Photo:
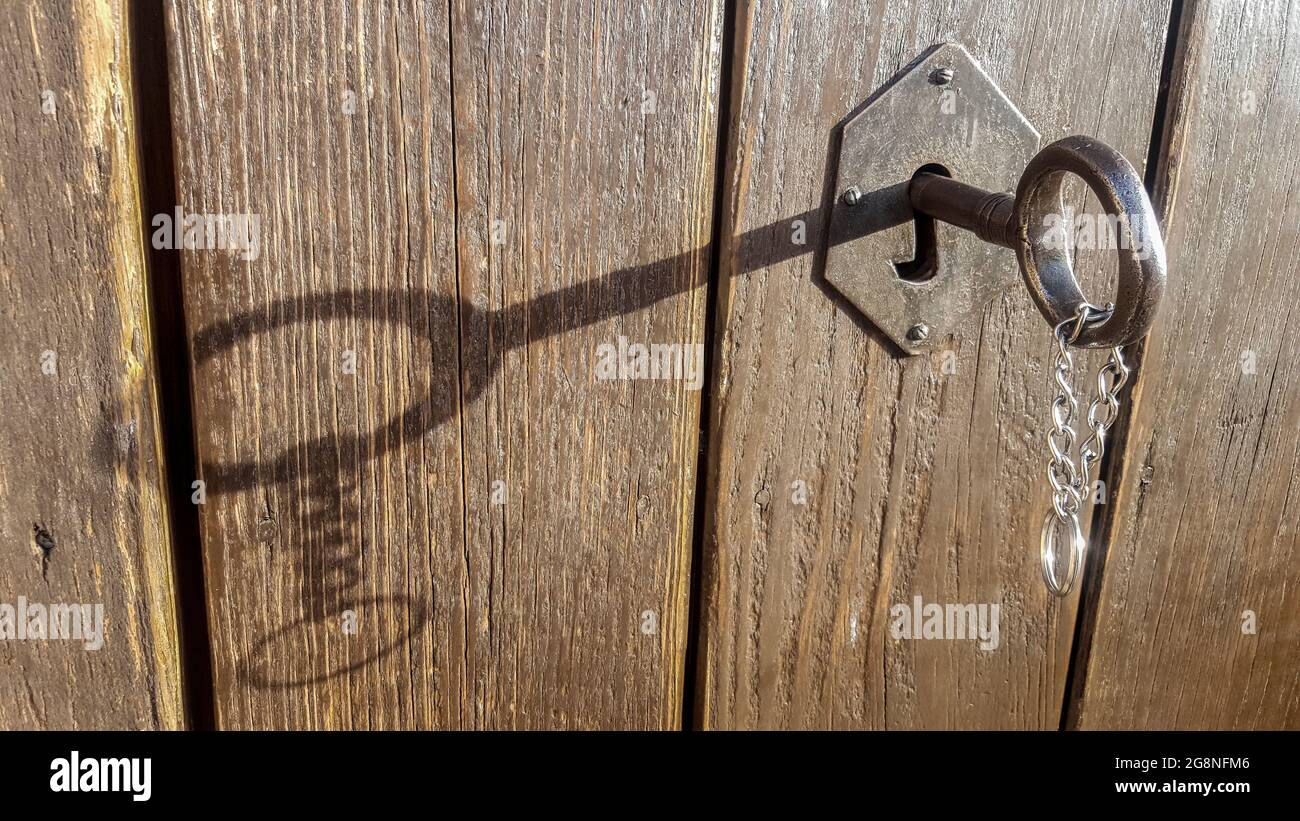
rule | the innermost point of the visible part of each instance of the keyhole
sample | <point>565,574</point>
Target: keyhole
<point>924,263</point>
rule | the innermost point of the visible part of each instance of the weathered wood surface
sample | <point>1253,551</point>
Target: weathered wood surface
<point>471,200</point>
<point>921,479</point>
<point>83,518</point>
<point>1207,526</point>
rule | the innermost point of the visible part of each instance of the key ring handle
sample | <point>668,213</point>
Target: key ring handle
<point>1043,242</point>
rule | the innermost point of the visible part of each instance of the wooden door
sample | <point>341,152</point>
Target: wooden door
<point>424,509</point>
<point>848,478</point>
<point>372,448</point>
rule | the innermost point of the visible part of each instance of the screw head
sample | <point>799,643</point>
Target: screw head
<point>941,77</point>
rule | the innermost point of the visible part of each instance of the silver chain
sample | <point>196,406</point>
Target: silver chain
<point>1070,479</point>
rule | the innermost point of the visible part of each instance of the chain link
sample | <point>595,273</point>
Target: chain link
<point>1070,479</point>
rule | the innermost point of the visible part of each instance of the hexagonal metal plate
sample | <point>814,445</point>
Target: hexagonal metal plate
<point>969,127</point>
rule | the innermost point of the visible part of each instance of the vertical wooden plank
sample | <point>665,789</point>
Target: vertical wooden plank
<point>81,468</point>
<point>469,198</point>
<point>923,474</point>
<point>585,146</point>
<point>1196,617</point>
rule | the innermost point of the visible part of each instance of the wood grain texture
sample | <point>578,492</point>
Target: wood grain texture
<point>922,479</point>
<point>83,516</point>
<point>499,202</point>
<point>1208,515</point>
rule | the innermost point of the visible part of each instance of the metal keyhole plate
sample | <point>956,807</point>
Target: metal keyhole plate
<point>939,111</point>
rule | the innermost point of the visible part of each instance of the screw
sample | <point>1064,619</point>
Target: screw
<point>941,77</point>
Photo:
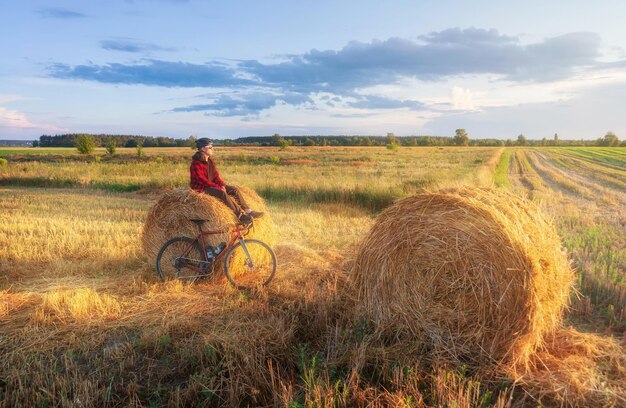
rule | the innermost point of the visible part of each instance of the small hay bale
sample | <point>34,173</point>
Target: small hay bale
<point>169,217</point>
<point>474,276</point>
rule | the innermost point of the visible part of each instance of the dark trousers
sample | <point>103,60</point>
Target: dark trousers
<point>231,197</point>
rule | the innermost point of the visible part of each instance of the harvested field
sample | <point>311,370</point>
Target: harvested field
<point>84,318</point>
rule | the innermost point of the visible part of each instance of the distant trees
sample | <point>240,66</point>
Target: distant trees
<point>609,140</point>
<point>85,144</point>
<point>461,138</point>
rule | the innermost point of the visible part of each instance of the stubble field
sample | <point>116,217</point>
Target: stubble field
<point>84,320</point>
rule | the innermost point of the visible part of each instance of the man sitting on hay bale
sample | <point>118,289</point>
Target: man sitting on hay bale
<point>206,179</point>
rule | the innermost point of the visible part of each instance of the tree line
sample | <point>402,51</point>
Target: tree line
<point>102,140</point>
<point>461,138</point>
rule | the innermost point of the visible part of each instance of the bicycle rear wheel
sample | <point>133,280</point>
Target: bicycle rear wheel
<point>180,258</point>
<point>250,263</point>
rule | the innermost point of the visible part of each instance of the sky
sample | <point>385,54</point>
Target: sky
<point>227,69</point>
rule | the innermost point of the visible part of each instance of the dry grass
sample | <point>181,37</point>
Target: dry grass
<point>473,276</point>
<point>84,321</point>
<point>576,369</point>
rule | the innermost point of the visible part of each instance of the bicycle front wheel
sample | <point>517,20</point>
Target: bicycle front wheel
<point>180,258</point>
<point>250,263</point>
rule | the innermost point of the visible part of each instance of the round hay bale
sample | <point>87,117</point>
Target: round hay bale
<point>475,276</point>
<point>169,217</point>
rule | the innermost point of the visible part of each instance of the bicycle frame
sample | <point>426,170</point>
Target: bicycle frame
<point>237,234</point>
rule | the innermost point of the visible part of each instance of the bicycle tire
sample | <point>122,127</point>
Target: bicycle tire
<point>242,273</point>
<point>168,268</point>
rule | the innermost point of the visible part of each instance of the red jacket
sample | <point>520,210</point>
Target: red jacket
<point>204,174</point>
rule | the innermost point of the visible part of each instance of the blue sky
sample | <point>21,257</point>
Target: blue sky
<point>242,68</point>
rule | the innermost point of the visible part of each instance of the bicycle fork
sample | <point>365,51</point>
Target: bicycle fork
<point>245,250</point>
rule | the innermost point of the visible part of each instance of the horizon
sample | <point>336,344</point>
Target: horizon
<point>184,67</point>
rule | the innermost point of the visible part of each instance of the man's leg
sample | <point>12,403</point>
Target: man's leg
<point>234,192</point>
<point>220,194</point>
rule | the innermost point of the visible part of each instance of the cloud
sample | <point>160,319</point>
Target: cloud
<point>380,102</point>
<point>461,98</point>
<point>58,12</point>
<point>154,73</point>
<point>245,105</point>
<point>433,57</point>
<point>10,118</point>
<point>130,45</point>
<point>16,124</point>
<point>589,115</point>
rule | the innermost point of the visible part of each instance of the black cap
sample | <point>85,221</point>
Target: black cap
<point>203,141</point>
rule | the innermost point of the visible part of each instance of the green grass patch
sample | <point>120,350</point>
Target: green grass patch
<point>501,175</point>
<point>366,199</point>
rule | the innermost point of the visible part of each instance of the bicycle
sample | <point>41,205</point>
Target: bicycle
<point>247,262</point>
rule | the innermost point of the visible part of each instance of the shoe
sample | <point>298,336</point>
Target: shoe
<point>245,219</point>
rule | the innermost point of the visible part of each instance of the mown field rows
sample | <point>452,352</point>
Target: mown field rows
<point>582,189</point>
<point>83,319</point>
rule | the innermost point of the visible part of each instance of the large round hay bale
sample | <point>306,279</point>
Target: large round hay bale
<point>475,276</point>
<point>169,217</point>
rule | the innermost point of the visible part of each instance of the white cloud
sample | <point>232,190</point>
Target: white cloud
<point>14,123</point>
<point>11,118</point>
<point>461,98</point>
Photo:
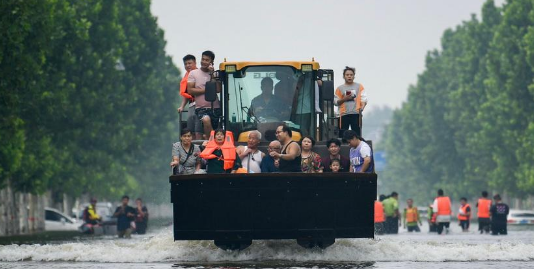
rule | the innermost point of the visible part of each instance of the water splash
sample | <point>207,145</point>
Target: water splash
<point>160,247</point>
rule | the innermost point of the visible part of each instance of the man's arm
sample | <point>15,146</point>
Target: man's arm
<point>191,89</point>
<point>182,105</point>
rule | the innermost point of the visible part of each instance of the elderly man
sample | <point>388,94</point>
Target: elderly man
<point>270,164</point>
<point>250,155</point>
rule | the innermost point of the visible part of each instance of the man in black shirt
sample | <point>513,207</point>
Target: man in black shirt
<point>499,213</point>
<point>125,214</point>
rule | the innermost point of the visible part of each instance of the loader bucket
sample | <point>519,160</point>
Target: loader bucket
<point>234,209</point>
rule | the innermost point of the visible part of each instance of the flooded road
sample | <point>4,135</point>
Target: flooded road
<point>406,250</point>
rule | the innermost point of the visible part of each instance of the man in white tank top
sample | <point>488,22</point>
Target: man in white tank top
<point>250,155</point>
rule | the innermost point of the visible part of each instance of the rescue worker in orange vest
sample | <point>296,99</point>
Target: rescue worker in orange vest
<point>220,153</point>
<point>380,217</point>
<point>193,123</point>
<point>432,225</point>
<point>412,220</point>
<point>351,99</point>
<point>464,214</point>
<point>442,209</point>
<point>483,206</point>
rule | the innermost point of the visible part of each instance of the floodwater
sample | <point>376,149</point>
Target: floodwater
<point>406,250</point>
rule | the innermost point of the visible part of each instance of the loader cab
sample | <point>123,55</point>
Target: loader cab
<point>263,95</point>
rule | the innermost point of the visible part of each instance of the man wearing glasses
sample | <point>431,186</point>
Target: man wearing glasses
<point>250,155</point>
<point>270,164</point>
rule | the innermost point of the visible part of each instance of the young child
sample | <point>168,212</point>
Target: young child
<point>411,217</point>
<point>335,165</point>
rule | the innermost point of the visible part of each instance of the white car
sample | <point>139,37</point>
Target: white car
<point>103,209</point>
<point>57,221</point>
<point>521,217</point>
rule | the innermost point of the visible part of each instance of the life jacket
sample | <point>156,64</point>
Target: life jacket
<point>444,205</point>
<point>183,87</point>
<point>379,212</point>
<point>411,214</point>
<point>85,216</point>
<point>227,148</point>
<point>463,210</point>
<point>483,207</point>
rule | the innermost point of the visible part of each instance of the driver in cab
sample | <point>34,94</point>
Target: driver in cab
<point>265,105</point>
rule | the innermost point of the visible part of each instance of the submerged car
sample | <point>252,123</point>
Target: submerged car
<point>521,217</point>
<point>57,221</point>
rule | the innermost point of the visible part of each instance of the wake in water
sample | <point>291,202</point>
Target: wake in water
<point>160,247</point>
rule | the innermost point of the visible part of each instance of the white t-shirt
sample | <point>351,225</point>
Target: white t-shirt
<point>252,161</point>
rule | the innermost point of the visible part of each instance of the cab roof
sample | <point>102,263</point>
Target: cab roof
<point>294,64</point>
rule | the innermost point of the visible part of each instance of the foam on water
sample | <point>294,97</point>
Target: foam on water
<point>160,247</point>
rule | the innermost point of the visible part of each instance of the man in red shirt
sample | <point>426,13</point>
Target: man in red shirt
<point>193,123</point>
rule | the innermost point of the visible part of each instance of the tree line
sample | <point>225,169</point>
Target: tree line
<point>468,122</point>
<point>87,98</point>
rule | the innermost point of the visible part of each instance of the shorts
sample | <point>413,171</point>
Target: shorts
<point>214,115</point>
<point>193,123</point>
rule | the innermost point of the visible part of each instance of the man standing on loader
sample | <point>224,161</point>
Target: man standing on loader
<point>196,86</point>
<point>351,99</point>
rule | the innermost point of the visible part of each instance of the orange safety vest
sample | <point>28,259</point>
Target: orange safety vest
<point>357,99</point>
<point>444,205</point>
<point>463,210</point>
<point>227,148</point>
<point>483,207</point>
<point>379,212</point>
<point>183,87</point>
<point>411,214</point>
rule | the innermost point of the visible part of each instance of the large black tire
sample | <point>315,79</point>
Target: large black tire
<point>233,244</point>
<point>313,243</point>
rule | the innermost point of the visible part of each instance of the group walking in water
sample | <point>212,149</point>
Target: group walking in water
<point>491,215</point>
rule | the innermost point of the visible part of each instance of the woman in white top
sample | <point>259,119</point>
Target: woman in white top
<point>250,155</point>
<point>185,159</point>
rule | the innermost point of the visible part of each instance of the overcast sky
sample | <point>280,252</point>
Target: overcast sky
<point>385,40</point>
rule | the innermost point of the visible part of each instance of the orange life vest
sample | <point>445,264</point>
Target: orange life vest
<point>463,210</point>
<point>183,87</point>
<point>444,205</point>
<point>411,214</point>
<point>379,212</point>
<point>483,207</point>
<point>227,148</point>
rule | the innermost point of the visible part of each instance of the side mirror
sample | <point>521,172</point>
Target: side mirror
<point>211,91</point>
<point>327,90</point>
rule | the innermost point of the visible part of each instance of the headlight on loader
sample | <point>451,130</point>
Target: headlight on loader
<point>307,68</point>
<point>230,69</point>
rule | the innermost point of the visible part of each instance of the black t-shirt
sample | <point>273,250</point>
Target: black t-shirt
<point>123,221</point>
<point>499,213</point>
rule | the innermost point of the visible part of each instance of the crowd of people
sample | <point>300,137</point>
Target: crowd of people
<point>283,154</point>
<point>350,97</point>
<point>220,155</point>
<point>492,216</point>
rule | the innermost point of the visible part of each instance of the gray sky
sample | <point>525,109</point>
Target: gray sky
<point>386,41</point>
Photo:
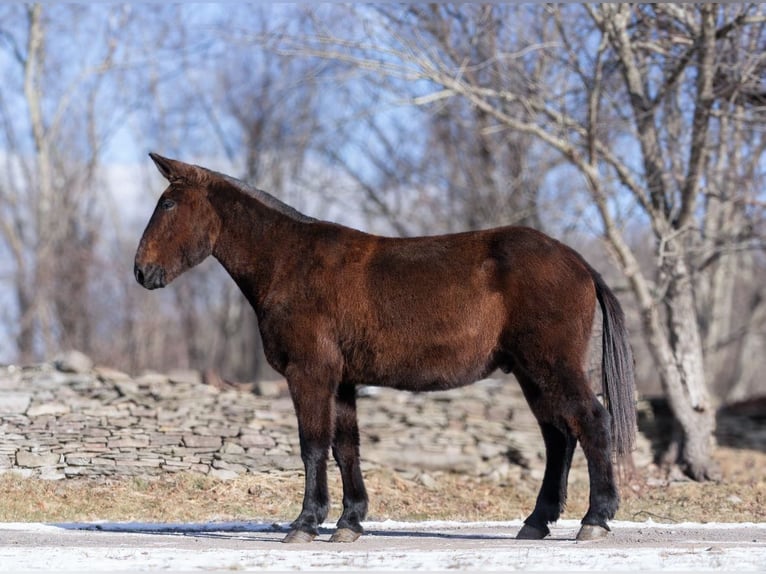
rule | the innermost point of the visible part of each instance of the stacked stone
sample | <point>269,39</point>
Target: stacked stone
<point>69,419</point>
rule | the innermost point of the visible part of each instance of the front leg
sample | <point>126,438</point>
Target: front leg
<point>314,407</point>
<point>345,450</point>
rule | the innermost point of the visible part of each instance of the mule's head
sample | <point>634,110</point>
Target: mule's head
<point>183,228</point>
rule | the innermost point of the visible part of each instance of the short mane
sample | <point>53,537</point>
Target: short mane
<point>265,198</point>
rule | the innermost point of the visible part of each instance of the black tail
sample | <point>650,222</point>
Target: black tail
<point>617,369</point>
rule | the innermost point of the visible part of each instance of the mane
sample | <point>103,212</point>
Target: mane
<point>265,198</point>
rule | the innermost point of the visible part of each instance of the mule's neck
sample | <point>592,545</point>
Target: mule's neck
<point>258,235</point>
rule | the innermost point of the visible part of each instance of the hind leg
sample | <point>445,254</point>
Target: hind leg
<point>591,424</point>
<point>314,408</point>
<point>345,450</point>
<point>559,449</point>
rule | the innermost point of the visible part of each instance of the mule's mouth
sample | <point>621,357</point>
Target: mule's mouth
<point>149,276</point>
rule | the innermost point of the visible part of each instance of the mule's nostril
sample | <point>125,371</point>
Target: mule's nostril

++++++

**Stated goal**
Format the lines from the one containing "the bicycle rear wheel" through the one containing "<point>227,69</point>", both included, as a JSON list of strings with one string per line and blank lines omitted.

**Solution to the problem**
[
  "rule | the innermost point of the visible part of each instance of the bicycle rear wheel",
  "sample | <point>133,280</point>",
  "Target: bicycle rear wheel",
  "<point>180,258</point>",
  "<point>250,263</point>",
  "rule | the innermost point of the visible part of each instance of the sky",
  "sample | <point>385,54</point>",
  "Target: sky",
  "<point>227,69</point>"
]